> [Brief A]
How many podium finishes does the article on Red Bull's teammates for Max Verstappen say he scored since 2019?

By: Derek Pierce
Pierre Gasly, Alex Albon, Sergio Perez, Liam Lawson. These are the victims of what could possibly go down as the worst team management in all of motorsports ever. Every single one of these drivers were riding career best performances into what seemed to be the most illustrious opportunity you could be given, the chance to drive for Red Bull. Six constructors' championships, eight drivers' championships, and over a hundred race victories. Anyone that can't perform with a team like that must lack the skill, right?
On the surface that seems to be the case. Even if you look at the last couple of years, Max Verstappen has still been dominating and winning championships. This problem is rooted much deeper than the last couple of years, however. Perhaps the greatness of one player can take away what a team needs to win.
In the NBA we see teams creating a "Big 3" constantly. The Nets did it twice with Kevin Garnett, Paul Pierce, and Jason Terry then Kyrie Irving, James Harden, and Kevin Durant. The Suns did it with Durant, Devin Booker, and Bradley Beal. The Lakers with Kobe Bryant, Steve Nash, and Dwight Howard. The Clippers with Chris Paul, Blake Griffin, and DeAndre Jordan. The list can go on forever, but there's one thing all of these teams have in common. They went all in on achieving greatness and fell flat every single year.
The difference between the NBA and F1 is that you can still have individual success in F1, no matter what your teammate is doing. That's what Verstappen has done since 2019, excluding 2021 and 2022 when Perez was able to play a good second fiddle to Verstappen. Since 2019, Verstappen scored 91 podium finishes. In that same timeframe the total podiums of his teammates come to 31. The argument one could make is that there are a multitude of factors that play into these stats, even Albon was wrecked out of a couple of podiums, but the main one that's brought up is that nobody is as good as Verstappen.

> [Brief B]
Select every line of the records that contains the string "yellow", matching case exactly.

> [Dataset]
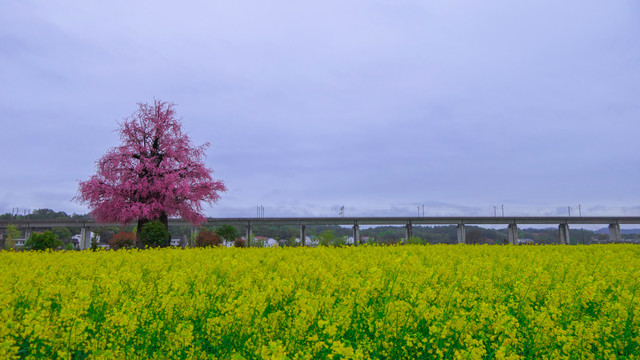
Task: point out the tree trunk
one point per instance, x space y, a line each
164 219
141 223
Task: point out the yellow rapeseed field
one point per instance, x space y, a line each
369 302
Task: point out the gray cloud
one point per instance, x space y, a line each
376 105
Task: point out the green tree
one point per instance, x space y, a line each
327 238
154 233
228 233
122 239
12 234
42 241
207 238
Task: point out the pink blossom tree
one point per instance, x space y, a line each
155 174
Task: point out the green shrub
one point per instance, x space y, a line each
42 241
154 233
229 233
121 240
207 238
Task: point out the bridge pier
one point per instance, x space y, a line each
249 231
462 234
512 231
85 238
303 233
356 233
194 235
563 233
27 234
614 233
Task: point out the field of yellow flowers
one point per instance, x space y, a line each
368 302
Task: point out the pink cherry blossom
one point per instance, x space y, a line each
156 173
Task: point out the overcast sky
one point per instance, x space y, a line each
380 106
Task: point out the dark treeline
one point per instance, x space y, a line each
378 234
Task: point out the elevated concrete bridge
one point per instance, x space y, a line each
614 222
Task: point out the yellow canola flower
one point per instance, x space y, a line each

* * *

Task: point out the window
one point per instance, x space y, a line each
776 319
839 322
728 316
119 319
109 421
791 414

> [Task result A]
91

> [Task result B]
Task: point out the yellow rapeseed field
Task: point out the field of yellow flowers
Task: point out the yellow canola flower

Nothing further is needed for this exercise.